** Data excerpts follows **
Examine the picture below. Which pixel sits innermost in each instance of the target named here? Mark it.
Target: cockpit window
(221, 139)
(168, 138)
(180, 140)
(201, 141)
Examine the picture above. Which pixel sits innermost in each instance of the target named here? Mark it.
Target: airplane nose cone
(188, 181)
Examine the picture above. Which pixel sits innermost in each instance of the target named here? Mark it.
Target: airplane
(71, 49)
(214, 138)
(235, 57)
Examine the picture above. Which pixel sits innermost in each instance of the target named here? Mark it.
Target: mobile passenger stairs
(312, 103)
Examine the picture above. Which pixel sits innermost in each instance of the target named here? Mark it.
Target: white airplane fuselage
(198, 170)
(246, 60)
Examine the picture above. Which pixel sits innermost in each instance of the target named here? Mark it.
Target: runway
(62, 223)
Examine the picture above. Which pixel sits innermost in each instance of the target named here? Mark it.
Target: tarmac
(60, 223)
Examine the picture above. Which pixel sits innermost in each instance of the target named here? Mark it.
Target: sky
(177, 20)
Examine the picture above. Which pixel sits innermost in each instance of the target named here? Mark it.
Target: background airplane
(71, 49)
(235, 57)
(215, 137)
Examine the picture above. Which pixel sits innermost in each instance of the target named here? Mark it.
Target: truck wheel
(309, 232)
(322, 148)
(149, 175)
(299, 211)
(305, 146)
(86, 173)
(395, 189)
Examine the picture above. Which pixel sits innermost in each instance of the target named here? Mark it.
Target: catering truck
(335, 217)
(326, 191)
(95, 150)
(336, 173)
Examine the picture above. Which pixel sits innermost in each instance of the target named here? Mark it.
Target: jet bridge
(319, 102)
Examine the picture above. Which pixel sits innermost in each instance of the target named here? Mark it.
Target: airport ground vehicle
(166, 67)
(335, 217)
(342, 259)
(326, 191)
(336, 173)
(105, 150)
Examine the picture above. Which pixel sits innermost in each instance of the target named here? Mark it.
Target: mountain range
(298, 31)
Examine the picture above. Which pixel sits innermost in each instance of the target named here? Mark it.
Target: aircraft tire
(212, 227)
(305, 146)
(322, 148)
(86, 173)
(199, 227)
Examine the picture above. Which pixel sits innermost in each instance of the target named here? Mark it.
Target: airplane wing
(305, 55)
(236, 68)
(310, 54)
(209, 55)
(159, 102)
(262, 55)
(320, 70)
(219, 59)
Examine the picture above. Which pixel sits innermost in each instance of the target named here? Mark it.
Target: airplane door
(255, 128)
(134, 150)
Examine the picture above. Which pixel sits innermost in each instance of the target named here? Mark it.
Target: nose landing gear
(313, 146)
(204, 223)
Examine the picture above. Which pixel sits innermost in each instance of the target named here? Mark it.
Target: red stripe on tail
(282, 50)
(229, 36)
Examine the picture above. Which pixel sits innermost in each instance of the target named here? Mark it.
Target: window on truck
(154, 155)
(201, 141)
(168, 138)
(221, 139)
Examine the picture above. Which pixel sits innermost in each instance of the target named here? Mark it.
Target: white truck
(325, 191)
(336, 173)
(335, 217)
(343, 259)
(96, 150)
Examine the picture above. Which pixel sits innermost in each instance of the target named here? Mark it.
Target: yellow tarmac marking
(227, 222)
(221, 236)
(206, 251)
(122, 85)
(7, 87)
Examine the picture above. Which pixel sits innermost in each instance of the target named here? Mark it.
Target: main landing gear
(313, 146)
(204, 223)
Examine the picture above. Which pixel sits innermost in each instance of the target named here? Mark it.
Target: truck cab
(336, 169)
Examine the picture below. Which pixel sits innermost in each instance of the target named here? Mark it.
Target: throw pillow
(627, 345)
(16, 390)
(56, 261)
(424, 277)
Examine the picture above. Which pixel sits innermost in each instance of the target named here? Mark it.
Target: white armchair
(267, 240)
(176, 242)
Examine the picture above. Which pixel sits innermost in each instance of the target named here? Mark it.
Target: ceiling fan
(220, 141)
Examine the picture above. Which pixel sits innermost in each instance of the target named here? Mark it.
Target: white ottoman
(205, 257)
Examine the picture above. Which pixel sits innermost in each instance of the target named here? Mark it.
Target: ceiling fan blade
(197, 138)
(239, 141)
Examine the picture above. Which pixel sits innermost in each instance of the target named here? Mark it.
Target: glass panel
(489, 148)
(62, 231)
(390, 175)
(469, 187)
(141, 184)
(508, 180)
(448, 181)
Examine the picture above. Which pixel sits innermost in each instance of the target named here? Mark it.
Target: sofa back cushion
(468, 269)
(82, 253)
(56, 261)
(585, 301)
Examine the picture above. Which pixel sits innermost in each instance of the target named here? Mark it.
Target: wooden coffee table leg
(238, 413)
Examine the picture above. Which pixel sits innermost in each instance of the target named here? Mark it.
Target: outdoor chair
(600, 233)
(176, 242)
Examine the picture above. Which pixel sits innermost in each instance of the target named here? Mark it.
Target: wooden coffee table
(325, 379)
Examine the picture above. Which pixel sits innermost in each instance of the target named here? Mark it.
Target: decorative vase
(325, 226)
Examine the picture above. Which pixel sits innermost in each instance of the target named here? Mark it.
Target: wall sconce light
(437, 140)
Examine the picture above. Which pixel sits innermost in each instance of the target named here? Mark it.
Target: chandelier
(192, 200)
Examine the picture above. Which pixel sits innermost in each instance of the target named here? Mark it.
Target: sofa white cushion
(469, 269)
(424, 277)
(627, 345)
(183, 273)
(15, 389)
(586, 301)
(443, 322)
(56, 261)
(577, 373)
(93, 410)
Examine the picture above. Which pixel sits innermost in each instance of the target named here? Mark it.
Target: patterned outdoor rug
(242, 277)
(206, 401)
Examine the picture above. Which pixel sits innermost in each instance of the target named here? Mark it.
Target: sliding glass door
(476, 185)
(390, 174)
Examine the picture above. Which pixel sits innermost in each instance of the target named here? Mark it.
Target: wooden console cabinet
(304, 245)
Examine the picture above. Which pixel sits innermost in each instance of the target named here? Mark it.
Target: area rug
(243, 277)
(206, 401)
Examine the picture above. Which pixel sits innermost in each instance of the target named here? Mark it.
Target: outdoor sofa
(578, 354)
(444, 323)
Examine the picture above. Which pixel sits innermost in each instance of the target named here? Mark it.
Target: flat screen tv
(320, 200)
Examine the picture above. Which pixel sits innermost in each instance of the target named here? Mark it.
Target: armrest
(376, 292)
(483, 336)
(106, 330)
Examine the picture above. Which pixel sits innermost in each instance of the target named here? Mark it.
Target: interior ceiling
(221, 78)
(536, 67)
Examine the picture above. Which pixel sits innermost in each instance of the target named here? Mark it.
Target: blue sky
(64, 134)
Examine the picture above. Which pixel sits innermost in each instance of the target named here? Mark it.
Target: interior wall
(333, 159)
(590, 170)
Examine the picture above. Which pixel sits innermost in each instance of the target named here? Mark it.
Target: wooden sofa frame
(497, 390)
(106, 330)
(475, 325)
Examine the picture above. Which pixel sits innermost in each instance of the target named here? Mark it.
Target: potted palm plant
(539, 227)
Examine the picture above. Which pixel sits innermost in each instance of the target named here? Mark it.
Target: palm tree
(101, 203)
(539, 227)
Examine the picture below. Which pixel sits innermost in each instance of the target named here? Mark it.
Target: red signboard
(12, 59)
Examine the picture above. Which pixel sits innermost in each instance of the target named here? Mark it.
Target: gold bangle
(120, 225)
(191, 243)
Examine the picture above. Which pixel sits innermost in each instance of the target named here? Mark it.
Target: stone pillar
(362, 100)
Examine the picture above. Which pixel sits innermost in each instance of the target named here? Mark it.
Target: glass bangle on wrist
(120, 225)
** End of Data excerpts **
- Requirement -
All of the material above should be printed again exactly as it is.

- Result of this task -
Examine the picture below. Which pixel sits innermost in each instance of the target named here? Mark it.
Target: cockpit window
(221, 139)
(168, 138)
(180, 140)
(201, 141)
Examine the picture above. Which pixel sits innermost in each instance of the target named here? Mark it.
Target: airplane nose cone
(188, 181)
Examine the picture above. Which pixel sits innermost in each instance of the target named here? Mark it.
Target: airplane
(71, 49)
(214, 138)
(235, 57)
Examine the picture above. Which pixel sits innermost in each instance of the target named here? Mark it.
Target: mobile passenger stairs
(312, 103)
Examine the picture above. Which pixel sits innermost in each instance of the target named here? Mark it.
Target: white airplane fuselage
(198, 170)
(246, 60)
Examine the picture above. Which pixel sits innermost in each instance of the target named here? Mark it.
Target: runway
(62, 223)
Examine the picture above. Which pixel sits innermost in each instance of the target named here? Mark it.
Target: tarmac
(60, 223)
Examine the picture above. Which pixel sits innermost in each instance of the target named here? Mark it.
Target: sky
(177, 20)
Examine the picture above. Which pixel sits innermost in each instance of the target named here? Mark it.
Target: background airplane
(71, 49)
(235, 57)
(215, 137)
Examine the picture above. Which pixel sits innermost in each instance of the target named here? Mark it.
Target: truck wheel
(309, 232)
(322, 148)
(149, 175)
(299, 211)
(305, 146)
(86, 173)
(395, 189)
Examine the picture above. Which pixel sits innermost in each instance of the target named here? Mark it.
Target: catering truck
(335, 217)
(326, 191)
(95, 150)
(336, 173)
Examine the picture above. Which pixel sits innermost in each instance of the target named here? Mark it.
Target: jet bridge
(319, 102)
Examine the picture above. Which pixel sits innermost in each instance of the target named here? Mark it.
Target: airport ground vehicle
(166, 67)
(335, 217)
(342, 259)
(326, 191)
(336, 173)
(105, 150)
Examine the picture above. Which pixel sits innermost in each instance of the target named here? Mark it.
Target: mountain range
(298, 31)
Examine the picture above. Which pixel sits innermost in each instance of the target named here? Mark it.
Target: aircraft tire
(212, 227)
(305, 146)
(322, 148)
(86, 173)
(199, 227)
Examine the picture above. Which pixel sits innermost in each instance of the target named here? Mark it.
Target: airplane wing
(305, 55)
(236, 68)
(310, 54)
(209, 55)
(159, 102)
(262, 55)
(320, 70)
(219, 59)
Examine the picture above. Which pixel sits innermost in each instance of the target named here? Mark it.
Target: airplane door
(255, 128)
(134, 150)
Examine the picture above. Which pixel sits innermost in each instance of the target named here? Mark it.
Target: nose landing gear
(313, 146)
(204, 223)
Examine the picture above. Which pixel sits innermost in each instance of the target named here? Mark it.
Target: red stripe on tail
(282, 50)
(229, 36)
Examine the picture above. Which pixel sits innermost in each instance of the target named here? Mark it.
Target: window on truck
(154, 155)
(201, 141)
(168, 138)
(221, 139)
Examine the picture above. Which pixel sits innermost in each instance of the target named here? Mark it.
Target: white truck
(325, 191)
(336, 173)
(335, 217)
(343, 259)
(96, 150)
Examine the picture above. Which pixel sits innermost in each instance of the target named here? Mark it.
Target: yellow tarmac marking
(227, 222)
(221, 236)
(206, 251)
(122, 85)
(7, 87)
Examine the picture above. Which pixel sits innermost in each instance of the target named here? Mark it.
Target: main landing gear
(313, 146)
(204, 223)
Examine the picture above. Which pixel sits innermost in each instance of the target named here? Mark it.
Target: truck cab
(336, 169)
Examine the picture below. Which pixel sits innermost in each instance of the target named here? Mark it.
Target: throw pillow
(627, 345)
(16, 390)
(56, 261)
(424, 277)
Examine the picture above. Which pixel sits innermost in each instance of the target named here? Mark it.
Target: white armchair
(267, 240)
(176, 242)
Examine the picture above. Which pixel sits innermost in each instance of the target named here? Mark it.
Target: ceiling fan
(220, 141)
Examine the picture above. Which pixel sits innermost in each instance of the target named here? Mark it.
Target: white ottoman
(205, 257)
Examine the picture above. Which pixel sits innermost in each instance of the target named here? Mark it.
Target: ceiling fan blade
(197, 138)
(239, 141)
Examine the picture above. Which pixel sits innermost in each instance of the target named here? Mark it.
Target: glass panel
(489, 148)
(62, 231)
(390, 175)
(469, 187)
(141, 184)
(508, 180)
(448, 181)
Examine the picture above. Which pixel sits innermost in each instance of the target named here? Mark it.
Target: sofa back cushion
(468, 269)
(82, 253)
(56, 261)
(585, 301)
Examine the picture above. Which pixel sits innermost in each instance of the target named here? Mark it.
Target: wooden coffee table leg
(238, 413)
Examine the picture above. Which pixel sits innermost in each instance of the target named here? Mark it.
Target: outdoor chair
(600, 233)
(176, 242)
Examine the picture above. Which pixel sits innermost in each instance of the target named here? Mark it.
Target: wooden coffee table
(325, 379)
Examine the picture above. Which pixel sits innermost in each instance of the target named here? Mark it.
Target: decorative vase
(325, 226)
Examine the picture above. Which pixel sits innermost in each instance of the target named here? Mark it.
Target: wall sconce light
(437, 140)
Examine the picture above. Which pixel sits innermost in each instance of the target named here? Mark it.
Target: chandelier
(192, 200)
Examine the picture above. Which pixel sits innermost in each instance of the target named here? Mark it.
Target: sofa white cushion
(469, 269)
(424, 277)
(627, 345)
(183, 273)
(15, 389)
(586, 301)
(443, 322)
(56, 261)
(577, 373)
(93, 410)
Examine the picture above. Which pixel sits innermost in each instance of the target named here? Mark it.
Target: patterned outdoor rug
(242, 277)
(206, 401)
Examine the picture above. Which pixel sits innermost in each instance of the target named here? Mark it.
Target: sliding glass door
(476, 185)
(390, 174)
Examine the picture above. Which pixel sits innermost in each instance of the target named here? Mark it.
Target: wooden console cabinet
(304, 245)
Examine the picture above. Which pixel sits innermost in each instance of the target named here? Mark it.
Target: area rug
(243, 277)
(206, 401)
Examine the picture above. Which pixel sits innermost in each instance of the target named here? Mark it.
Target: outdoor sofa
(578, 354)
(444, 323)
Examine the picture above. Which pixel sits innermost in each instance of the target named here? Mark it.
Target: flat screen tv
(320, 200)
Examine the picture above. Which pixel sits innermost in each instance of the target named here? Mark it.
Target: armrest
(376, 292)
(483, 336)
(106, 330)
Examine the picture above. Which pixel sits innermost in each instance of the target named here? Mark it.
Target: interior ceiling
(221, 78)
(536, 67)
Examine the picture above. Which pixel sits innermost in each instance of the target named here? Mark it.
Target: blue sky
(64, 134)
Examine the picture above. Which pixel sits innermost in each instance of the target named here? Mark it.
Target: interior wall
(333, 159)
(590, 170)
Examine the picture above. Which pixel sits innermost in each instance of the target named here? Mark it.
Target: wooden sofa frame
(497, 390)
(106, 330)
(475, 325)
Examine the picture above. Which pixel sits innermost in each instance of the target named here? Mark it.
Target: potted palm plant
(539, 227)
Examine the picture above. Which pixel sits innermost in each instance of the target named here? Mark it.
Target: palm tree
(101, 203)
(539, 227)
Examine the picture below. Which pixel sits innermost in each instance of the target named here? Mark it.
Target: red signboard
(12, 59)
Examine the picture above. Which pixel sits innermost in each instance of the target named here? Mark it.
Target: gold bangle
(120, 225)
(191, 243)
Examine the picture above. Which pixel sits innermost in each instance of the target named here? Mark it.
Target: stone pillar
(362, 100)
Examine the picture above. Which pixel sits innermost in each instance of the target named here? Mark it.
Target: glass bangle on wrist
(120, 225)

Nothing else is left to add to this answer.